**WHAT YOU HAVE TO DO:**
Every line from the one that contains "Where can the slender" to the end of the records must be restated word for word. No other line belongs in the answer.

Extracted data entries
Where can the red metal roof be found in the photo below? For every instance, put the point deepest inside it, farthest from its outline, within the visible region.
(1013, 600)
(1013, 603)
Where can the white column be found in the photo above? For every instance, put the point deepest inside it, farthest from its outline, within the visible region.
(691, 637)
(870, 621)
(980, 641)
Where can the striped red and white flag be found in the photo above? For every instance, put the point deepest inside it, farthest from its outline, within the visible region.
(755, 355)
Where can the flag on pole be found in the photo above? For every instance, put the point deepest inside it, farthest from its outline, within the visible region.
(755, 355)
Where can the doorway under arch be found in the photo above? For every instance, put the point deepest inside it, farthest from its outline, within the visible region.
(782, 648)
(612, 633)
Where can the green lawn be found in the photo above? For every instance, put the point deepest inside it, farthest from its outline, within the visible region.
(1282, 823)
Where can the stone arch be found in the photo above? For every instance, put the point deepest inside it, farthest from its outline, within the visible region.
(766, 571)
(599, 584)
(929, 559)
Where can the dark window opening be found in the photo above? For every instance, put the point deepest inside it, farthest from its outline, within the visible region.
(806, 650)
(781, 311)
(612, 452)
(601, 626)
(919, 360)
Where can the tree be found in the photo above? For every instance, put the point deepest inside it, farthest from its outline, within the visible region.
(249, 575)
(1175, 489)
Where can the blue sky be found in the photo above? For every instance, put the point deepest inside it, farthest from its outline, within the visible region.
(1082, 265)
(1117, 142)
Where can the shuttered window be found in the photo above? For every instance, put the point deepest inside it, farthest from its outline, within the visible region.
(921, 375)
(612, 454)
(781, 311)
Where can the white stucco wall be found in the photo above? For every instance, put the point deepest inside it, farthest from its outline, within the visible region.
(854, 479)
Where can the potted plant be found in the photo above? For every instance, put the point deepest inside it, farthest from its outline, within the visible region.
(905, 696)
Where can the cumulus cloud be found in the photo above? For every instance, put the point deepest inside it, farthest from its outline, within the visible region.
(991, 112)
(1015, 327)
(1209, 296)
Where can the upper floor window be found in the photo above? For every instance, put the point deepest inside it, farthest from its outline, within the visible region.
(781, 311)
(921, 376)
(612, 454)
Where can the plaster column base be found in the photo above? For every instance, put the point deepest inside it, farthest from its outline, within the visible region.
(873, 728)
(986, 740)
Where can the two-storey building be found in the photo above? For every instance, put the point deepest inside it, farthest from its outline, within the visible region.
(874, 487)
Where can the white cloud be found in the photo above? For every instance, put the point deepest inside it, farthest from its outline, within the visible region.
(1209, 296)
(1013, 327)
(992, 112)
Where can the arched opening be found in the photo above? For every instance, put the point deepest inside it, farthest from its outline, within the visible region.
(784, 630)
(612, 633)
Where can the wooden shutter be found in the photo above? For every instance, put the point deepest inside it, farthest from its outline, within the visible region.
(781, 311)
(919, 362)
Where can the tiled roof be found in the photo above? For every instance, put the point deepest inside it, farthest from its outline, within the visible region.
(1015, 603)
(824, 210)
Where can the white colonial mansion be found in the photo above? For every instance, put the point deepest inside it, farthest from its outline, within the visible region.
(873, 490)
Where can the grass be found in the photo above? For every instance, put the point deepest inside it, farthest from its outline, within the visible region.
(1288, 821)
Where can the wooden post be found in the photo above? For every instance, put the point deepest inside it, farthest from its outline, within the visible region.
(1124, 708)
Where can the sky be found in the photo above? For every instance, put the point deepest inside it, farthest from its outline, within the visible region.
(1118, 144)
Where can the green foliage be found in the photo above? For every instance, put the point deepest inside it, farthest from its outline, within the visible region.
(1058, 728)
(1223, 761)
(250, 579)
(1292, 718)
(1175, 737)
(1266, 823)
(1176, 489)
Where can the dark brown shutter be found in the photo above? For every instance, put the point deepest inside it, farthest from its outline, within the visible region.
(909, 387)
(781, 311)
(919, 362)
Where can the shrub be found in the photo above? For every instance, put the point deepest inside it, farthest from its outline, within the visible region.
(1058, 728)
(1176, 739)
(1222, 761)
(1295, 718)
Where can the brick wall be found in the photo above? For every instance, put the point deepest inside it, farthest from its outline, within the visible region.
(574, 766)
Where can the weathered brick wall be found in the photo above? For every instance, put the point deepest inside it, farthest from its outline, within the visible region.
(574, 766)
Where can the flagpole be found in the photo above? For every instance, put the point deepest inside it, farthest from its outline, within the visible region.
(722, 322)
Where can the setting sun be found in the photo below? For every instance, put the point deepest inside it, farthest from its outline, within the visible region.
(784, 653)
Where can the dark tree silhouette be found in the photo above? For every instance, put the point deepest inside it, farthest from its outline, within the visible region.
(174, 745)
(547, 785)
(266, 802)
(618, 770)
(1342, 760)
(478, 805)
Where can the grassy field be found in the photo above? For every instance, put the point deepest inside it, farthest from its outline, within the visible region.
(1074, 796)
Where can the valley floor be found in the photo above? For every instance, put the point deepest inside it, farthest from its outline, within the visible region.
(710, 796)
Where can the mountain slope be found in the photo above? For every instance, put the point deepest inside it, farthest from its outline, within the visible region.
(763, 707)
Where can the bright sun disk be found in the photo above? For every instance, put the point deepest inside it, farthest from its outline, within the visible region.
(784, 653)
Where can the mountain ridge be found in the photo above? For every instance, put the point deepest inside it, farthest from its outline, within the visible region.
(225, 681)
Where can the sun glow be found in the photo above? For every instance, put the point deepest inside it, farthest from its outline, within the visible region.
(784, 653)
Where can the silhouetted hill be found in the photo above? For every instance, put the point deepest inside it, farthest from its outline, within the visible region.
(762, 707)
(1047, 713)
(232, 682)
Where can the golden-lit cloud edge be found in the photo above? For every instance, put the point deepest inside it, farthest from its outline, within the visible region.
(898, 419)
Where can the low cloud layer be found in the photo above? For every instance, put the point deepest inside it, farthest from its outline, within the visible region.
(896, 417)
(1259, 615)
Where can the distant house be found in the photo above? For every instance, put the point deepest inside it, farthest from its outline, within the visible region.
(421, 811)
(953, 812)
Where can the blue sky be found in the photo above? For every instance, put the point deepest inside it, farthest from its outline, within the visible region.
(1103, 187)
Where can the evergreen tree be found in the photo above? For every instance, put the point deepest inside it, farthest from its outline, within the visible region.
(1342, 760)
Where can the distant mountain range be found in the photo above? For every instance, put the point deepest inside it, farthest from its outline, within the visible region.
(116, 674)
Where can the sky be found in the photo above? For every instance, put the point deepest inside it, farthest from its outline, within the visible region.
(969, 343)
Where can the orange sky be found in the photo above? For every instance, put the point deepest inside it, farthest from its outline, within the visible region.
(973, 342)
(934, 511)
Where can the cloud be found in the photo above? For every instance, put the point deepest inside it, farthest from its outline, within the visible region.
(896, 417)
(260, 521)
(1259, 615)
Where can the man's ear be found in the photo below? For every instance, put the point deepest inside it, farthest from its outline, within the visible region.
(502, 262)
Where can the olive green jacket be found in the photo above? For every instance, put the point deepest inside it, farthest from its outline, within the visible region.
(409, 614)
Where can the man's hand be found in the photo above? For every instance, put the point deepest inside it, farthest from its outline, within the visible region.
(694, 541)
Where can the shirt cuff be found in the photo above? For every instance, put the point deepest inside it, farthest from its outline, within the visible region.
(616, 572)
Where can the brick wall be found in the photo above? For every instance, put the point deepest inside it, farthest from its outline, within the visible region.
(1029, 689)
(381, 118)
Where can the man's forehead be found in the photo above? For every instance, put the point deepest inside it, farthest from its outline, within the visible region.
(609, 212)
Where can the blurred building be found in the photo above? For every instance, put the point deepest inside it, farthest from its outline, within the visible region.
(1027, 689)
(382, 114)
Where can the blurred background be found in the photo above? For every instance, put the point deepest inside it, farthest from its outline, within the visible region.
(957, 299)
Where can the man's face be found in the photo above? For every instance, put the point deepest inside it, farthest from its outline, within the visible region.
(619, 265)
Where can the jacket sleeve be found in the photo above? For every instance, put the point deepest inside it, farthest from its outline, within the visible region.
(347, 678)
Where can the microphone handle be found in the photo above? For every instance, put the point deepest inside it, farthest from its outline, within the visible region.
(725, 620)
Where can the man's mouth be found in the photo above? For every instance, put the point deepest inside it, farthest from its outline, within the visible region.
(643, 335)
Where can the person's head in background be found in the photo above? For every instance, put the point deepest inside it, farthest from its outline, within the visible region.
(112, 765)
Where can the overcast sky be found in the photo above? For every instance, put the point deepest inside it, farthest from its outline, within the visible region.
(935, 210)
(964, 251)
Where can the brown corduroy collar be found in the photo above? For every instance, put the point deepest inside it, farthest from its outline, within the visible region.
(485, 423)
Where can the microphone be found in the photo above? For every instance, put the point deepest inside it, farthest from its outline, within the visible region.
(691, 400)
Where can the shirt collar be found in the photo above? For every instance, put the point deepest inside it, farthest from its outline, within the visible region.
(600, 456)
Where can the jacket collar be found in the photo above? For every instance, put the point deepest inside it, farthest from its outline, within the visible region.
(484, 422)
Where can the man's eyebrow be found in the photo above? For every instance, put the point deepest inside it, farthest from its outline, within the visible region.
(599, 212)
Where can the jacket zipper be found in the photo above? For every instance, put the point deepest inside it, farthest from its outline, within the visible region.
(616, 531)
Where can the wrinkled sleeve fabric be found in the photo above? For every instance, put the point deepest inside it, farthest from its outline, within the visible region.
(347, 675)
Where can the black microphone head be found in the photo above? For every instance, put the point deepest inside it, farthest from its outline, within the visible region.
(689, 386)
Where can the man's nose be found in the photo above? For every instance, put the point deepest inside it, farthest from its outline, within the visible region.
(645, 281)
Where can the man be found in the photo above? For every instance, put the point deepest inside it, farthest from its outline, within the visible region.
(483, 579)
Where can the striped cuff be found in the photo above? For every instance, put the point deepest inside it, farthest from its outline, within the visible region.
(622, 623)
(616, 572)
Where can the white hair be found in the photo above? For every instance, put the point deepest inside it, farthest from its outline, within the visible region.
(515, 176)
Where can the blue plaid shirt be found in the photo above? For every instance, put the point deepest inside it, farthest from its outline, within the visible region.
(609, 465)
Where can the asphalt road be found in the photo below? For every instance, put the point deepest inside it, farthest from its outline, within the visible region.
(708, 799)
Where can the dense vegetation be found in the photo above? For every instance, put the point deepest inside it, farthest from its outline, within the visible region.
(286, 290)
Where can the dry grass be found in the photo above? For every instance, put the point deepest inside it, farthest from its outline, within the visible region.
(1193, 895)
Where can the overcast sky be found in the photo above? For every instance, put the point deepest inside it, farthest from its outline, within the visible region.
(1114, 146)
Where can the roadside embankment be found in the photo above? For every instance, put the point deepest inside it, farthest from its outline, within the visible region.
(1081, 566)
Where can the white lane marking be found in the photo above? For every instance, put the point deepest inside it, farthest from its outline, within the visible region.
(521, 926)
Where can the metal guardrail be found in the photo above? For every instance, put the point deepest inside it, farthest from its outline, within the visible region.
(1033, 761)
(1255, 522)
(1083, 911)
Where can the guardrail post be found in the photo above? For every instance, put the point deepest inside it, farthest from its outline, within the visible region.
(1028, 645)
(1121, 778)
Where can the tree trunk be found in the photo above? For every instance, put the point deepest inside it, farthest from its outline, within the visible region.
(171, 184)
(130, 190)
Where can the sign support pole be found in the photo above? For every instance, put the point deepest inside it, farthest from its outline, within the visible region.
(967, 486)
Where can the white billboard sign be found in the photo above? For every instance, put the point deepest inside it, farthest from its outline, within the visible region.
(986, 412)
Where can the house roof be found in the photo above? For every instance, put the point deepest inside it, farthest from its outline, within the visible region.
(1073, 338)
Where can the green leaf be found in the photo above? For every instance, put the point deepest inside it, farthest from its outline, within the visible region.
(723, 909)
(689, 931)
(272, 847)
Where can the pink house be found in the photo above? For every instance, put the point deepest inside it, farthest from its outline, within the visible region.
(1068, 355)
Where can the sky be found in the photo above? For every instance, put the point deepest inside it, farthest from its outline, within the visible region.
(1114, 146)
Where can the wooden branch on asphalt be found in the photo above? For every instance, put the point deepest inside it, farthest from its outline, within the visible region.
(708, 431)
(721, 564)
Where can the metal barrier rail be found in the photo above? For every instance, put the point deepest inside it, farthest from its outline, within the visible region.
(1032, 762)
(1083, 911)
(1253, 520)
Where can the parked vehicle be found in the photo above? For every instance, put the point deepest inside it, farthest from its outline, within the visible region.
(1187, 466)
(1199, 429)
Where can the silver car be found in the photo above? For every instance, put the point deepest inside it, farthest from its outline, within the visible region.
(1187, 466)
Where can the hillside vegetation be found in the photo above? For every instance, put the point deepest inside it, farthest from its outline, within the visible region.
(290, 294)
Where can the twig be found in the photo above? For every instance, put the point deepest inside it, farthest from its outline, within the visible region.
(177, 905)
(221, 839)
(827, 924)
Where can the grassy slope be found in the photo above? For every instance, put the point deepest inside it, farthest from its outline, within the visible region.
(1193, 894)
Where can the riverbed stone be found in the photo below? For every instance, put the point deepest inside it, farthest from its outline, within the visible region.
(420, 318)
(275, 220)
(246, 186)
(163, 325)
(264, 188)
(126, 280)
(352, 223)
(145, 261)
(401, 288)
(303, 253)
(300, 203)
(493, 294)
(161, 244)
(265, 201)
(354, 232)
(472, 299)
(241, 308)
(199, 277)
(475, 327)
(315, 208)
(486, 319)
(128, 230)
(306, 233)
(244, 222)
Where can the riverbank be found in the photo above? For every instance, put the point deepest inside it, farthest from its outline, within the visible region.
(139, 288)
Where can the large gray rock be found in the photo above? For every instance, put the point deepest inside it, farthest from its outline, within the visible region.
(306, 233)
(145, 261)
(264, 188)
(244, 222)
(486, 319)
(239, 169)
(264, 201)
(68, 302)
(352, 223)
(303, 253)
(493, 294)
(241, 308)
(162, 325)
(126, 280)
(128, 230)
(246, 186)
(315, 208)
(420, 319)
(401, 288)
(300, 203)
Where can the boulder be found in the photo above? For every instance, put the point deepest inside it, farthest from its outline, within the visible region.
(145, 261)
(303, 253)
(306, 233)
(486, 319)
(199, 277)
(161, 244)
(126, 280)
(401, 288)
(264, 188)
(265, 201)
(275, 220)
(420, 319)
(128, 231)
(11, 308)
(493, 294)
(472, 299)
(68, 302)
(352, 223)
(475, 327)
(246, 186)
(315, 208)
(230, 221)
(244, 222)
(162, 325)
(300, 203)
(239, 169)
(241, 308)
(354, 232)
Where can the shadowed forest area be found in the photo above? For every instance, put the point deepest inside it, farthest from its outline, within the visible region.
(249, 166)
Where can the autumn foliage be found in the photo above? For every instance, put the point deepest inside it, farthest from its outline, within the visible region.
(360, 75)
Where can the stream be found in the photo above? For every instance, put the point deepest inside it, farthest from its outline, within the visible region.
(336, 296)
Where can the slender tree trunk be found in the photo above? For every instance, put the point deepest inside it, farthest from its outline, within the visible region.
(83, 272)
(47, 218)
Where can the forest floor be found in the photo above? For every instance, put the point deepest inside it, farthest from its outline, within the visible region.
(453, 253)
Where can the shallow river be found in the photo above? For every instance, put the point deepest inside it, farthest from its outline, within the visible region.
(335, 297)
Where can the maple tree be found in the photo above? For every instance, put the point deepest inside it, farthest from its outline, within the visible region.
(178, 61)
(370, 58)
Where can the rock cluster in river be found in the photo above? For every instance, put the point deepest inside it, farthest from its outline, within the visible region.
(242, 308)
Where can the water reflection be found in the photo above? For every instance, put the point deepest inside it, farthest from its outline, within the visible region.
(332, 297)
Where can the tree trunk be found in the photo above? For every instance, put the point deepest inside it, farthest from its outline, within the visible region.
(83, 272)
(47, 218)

**ANSWER AREA:**
Where can the slender tree trunk be found in the photo above? For every instance, put the point deepest inside it, farthest from its outline, within the visible region.
(83, 272)
(47, 218)
Where can the forest floor be found in the photo above? For every instance, put the point deepest inside it, farthest from its outline, within the visible region.
(453, 253)
Where can the shallow river be found in the photo above? For every instance, put the point deepest inside it, farthest from its outline, within the visible region.
(335, 297)
Where can the maple tree be found in the photo above? For every instance, put the point deepest inside it, farthest from its outline, within the visible region.
(178, 61)
(370, 58)
Where can the rock cluster in river be found in the photo above? For every instance, put the point deepest inside it, farthest from its outline, within the visible region.
(242, 308)
Where can the water reflection be found in the photo above? For every instance, put the point deepest inside it, farthest from its outline, within the visible region.
(332, 297)
Where can the tree trunk be found in the photo above? For every instance, put the point deepest inside it, farthest from its outline, within the visible region.
(83, 272)
(47, 218)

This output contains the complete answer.